Text passage
================================

To examine the effect of APP on VLDLR processing, we transfected COS7 cells with full length VLDLR and empty vector or full length VLDLR and APP, and then the levels of sVLDLR, total VLDLR, VLDLR CTF, and total APP were measured. Co-transfection with APP resulted in increased sVLDLR and total VLDLR compared to empty vector (Figure 6C). However, VLDLR CTF levels remained undetectable.

Next, COS7 cells were transfected with APP and empty vector or APP and VLDLR in order to examine the effect of VLDLR on APP processing. VLDLR increased the levels of total APP, sAPPα and APP CTF (Figure 6D). These data suggest that the interaction between APP and VLDLR affects the metabolism of both proteins.

VLDLR and APP affect cell surface expression of each other

We next examined whether APP alters cell surface expression of VLDLR. COS7 cells were transfected with VLDLR and empty vector or VLDLR and APP, and cell surface biotinylation was performed. We found that APP increased cell surface levels of VLDLR (Figure 7A). We also examined whether VLDLR can regulate cell surface expression of APP. COS7 cells were transfected with APP and empty vector or APP and VLDLR. We found that VLDLR increased cell surface levels of APP (Figure 7B). To further examine the effects of VLDLR on APP trafficking, primary hippocampal neurons were transfected with GFP, APP, and empty vector or GFP, APP, and VLDLR and live cell surface staining was conducted. Consistent with our findings, VLDLR significantly increased cell surface levels of APP by 24% (p < 0.05, n = 10) (Figure 7C, D).

Figure 7
figure 7

The interaction between APP and VLDLR regulates the cell surface levels of both proteins. A. COS7 cells were transfected with VLDLR and vector (lanes 1, 3) or VLDLR and APP (lanes 2, 4). Cell surface proteins were biotin-labeled, isolated with avidin-beads, and immunoblotted for VLDLR. APP increased surface levels of VLDLR (upper blot). B. COS7 cells were transfected with APP and vector (lanes 1, 3) or APP and VLDLR (lanes 2, 4). Cell surface proteins were biotin-labeled, isolated with avidin-beads, and immunoblotted for APP. VLDLR increased surface levels of APP (upper blot). C. Cultured hippocampal neurons (DIV14) were transfected with GFP, APP, and empty vector (upper panel) or GFP, APP, and VLDLR (lower panel). Surface APP was measured with an anti-APP antibody by immunofluorescence of live cells. D. Quantification of cell surface APP intensity in neuronal processes in (C). The cell surface staining in neuronal processes showed a 24% increase in APP by VLDLR (n = 10, p < 0.05).

FE65 increases interaction between VLDLR and APP in vitro and in vivo

We and others have shown that FE65 forms tripartite complexes with APP and LRP1 or ApoER2, modulating the interaction of these proteins [17, 20]. We investigated whether FE65 can affect the interaction between VLDLR and APP in vitro. COS7 cells were transfected with VLDLR, APP, and empty vector or VLDLR, APP, and FE65. Immunoprecipitation with an anti-VLDLR antibody and probing for APP revealed that FE65 increased the interaction between VLDLR and APP in COS7 cells (Figure 8A). In the reverse experiment, co-transfection with FE65 increased the association between APP and VLDLR (Figure 8B).

================================

(Point localization data)
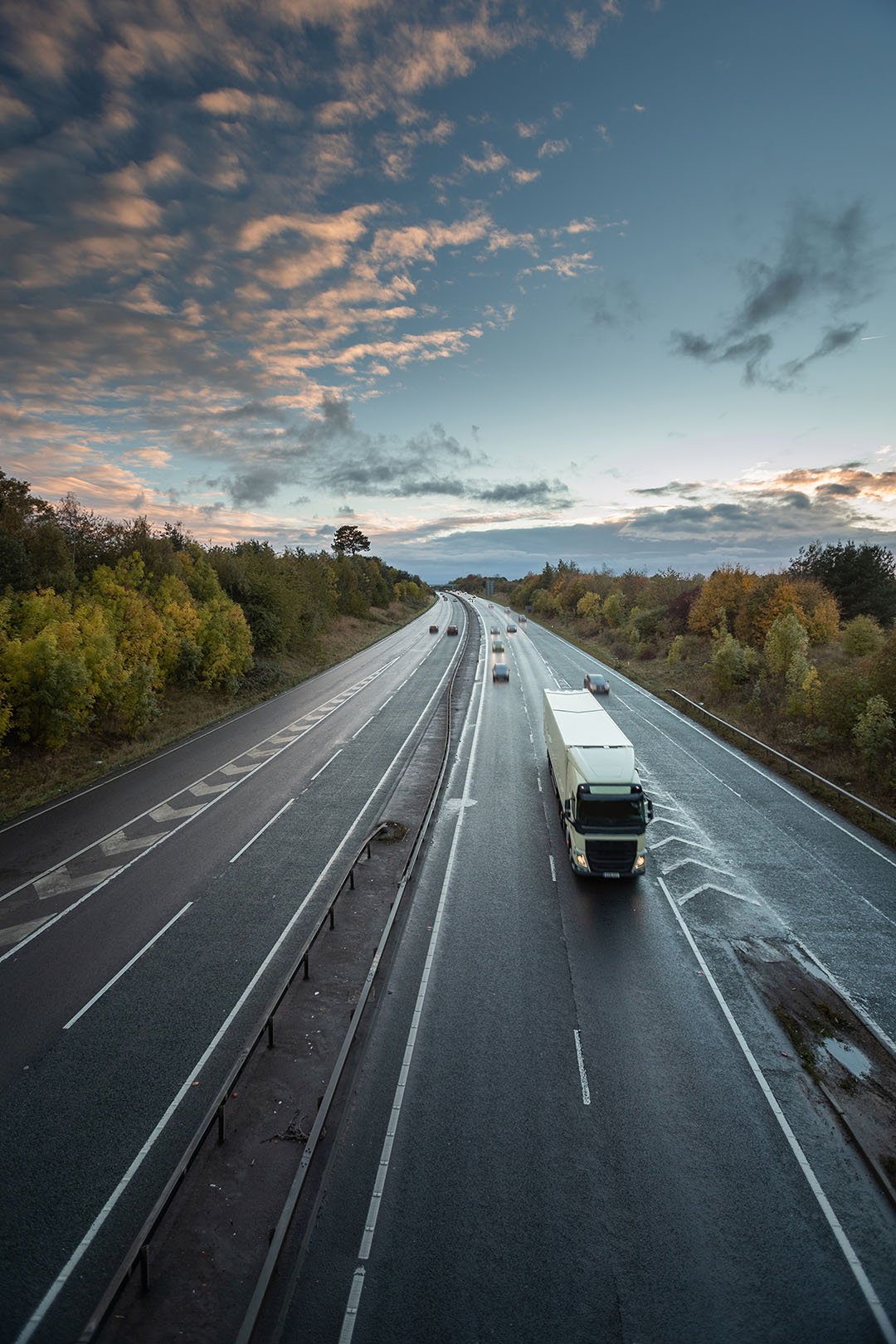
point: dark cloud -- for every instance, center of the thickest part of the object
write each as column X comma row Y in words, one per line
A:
column 533, row 494
column 825, row 261
column 614, row 305
column 765, row 533
column 328, row 450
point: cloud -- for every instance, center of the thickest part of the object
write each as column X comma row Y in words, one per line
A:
column 522, row 177
column 490, row 162
column 825, row 261
column 551, row 149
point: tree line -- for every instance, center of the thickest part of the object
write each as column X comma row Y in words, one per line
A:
column 97, row 617
column 809, row 650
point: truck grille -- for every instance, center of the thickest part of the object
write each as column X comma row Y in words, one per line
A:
column 611, row 855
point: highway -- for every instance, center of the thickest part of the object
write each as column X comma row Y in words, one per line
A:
column 574, row 1120
column 145, row 923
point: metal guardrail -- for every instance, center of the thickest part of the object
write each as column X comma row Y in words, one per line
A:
column 139, row 1252
column 796, row 765
column 281, row 1231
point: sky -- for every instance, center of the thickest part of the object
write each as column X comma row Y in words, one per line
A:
column 499, row 284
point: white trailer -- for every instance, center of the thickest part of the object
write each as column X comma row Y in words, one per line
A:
column 603, row 810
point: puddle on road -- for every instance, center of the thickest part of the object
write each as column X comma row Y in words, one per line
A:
column 850, row 1057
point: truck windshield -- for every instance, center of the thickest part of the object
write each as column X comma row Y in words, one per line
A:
column 597, row 813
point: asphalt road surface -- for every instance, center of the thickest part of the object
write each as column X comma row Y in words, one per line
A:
column 574, row 1118
column 144, row 925
column 567, row 1127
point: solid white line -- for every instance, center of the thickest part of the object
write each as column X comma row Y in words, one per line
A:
column 82, row 1011
column 833, row 1222
column 265, row 827
column 583, row 1077
column 373, row 1213
column 215, row 797
column 86, row 1241
column 324, row 767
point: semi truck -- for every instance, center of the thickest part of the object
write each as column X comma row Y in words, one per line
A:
column 603, row 808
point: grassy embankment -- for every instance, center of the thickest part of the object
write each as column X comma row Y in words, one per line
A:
column 30, row 778
column 765, row 722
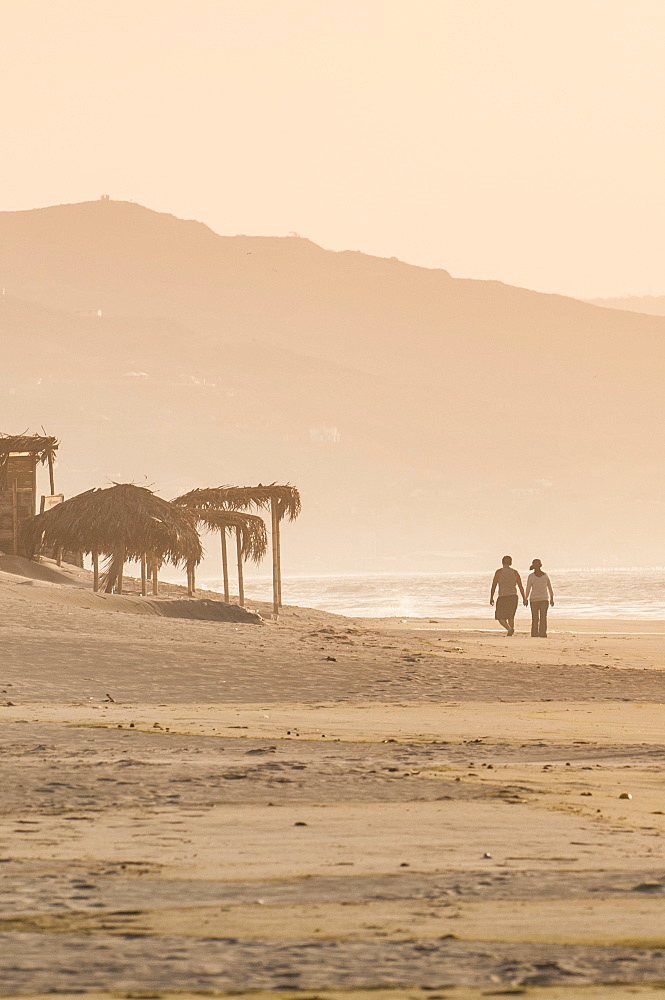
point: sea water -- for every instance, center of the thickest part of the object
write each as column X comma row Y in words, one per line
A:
column 580, row 593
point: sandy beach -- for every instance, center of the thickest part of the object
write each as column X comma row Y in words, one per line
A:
column 324, row 806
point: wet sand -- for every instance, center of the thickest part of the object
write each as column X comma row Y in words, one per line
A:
column 324, row 804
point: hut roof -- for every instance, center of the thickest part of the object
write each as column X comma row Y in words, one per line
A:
column 252, row 529
column 122, row 518
column 242, row 497
column 40, row 445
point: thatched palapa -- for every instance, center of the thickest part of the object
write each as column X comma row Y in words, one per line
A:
column 286, row 499
column 282, row 501
column 124, row 522
column 251, row 539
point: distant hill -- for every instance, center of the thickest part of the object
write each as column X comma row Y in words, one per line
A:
column 651, row 305
column 431, row 422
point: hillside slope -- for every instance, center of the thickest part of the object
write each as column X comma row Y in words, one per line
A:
column 430, row 421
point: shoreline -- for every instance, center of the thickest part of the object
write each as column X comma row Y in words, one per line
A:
column 226, row 807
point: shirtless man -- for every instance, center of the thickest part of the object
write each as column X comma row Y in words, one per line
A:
column 507, row 580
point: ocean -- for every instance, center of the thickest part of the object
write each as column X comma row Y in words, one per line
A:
column 581, row 593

================================

To do
(1) Answer these questions from the passage on APP and VLDLR:
(a) When COS7 cells were co-transfected with VLDLR and APP, which VLDLR measure remained undetectable?
(b) By what percentage did VLDLR increase cell surface APP in primary hippocampal neurons?
(c) Which protein increased the interaction between VLDLR and APP in COS7 cells?
(2) Continue the passage on APP and VLDLR from the point where it ends.
The records are separate material and have no connection to the passage.

Results
(1)
(a) VLDLR CTF levels.
(b) 24%.
(c) FE65.

(2)
Figure 8
figure 8

FE65 increased co-precipitation of APP and VLDLR. A. COS7 cells were transfected with APP-v5, empty vector, and VLDLR-HA or APP-v5, FE65-GFP, and VLDLR-HA. Cell lysates were immunoprecipitated with anti-HA antibody (for VLDLR) and probed with anti-V5 (for APP). Immunoblots of cell lysates showed similar levels of APP and VLDLR. B. COS7 cells were transfected with APP, empty vector, and VLDLR or APP, FE65, and VLDLR. Cell lysates were immunoprecipitated with anti-V5 antibody (for APP) and probed with anti-HA (for VLDLR). Immunoblots of cell lysates showed similar levels of APP and VLDLR. C. COS7 cells were transfected with APP, VLDLR and either full length FE65-GFP or FE65-PTB2 domain-GFP. Cell lysates were immunoblotted with anti- GFP antibody (for FE65 constructs), VLDLR, APP and β-actin was used as the loading control (lower panels). Cell lysates were immunoprecipitated with anti-5F3 (for VLDLR) and probed for anti-22C11 (for APP) (top panel). n = 3 per condition. D. Brain lysates from FE65 knockout mice and wild-type littermates were immunoprecipitated with anti-5F3 and immunobloted for anti-C1/6.1. Immunoblots for total levels of APP (C1/6.1), VLDLR (IIII) and FE65 are in the lower panels.

To verify whether FE65 can modulate the interaction between APP and VLDLR, we transfected COS7 cells with APP, VLDLR and either full length FE65 or FE65 PTB2 domain, which interacts with APP but not VLDLR. Cell lysates were immunoprecipitated with an anti-5F3 antibody (for VLDLR) and probed with an anti-22C11 antibody (for APP) (Figure 8C). We found that FE65 PTB2 domain construct significantly decreased the association between APP and VLDLR compared to full-length FE65 (Figure 8C). To examine whether FE65 can alter the association between APP and VLDLR in vivo, we immunoprecipitated VLDLR from brain lysates and found that an APP immunoreactive band was decreased in FE65 knockout brain lysates compared to wild-type littermates (Figure 8D). These data further demonstrate that FE65 is a linker between APP and VLDLR.Total levels of VLDLR were unchanged in FE65 knockout mice compared to wildtype littermates. (Figure 8D, lower panel). Interestingly, FE65 knockout mice had significantly increased total APP and APP CTFs compared to wild-type littermates (Figure 8D, Additional file 2: Figure S2). These data indicate that FE65 may also differentially regulate the processing of APP and VLDLR.

Discussion

Previous studies have shown that FE65 interacts with ApoE receptors, LRP1 [19] and ApoER2 [17, 25]. In the present study, we discovered a novel interaction between FE65 and VLDLR using GST pull-down and co-immunoprecipitation assays (Figure 1). We have previously shown that FE65 increased cell surface levels of ApoER2 in vitro [17]. In that same study, we found that FE65 increased sApoER2 and ApoER2 CTF in COS7 cells, while knockdown of FE65 caused decreased ApoER2 CTF in vivo [17]. However, whether FE65 can alter LRP1 trafficking and processing is unknown.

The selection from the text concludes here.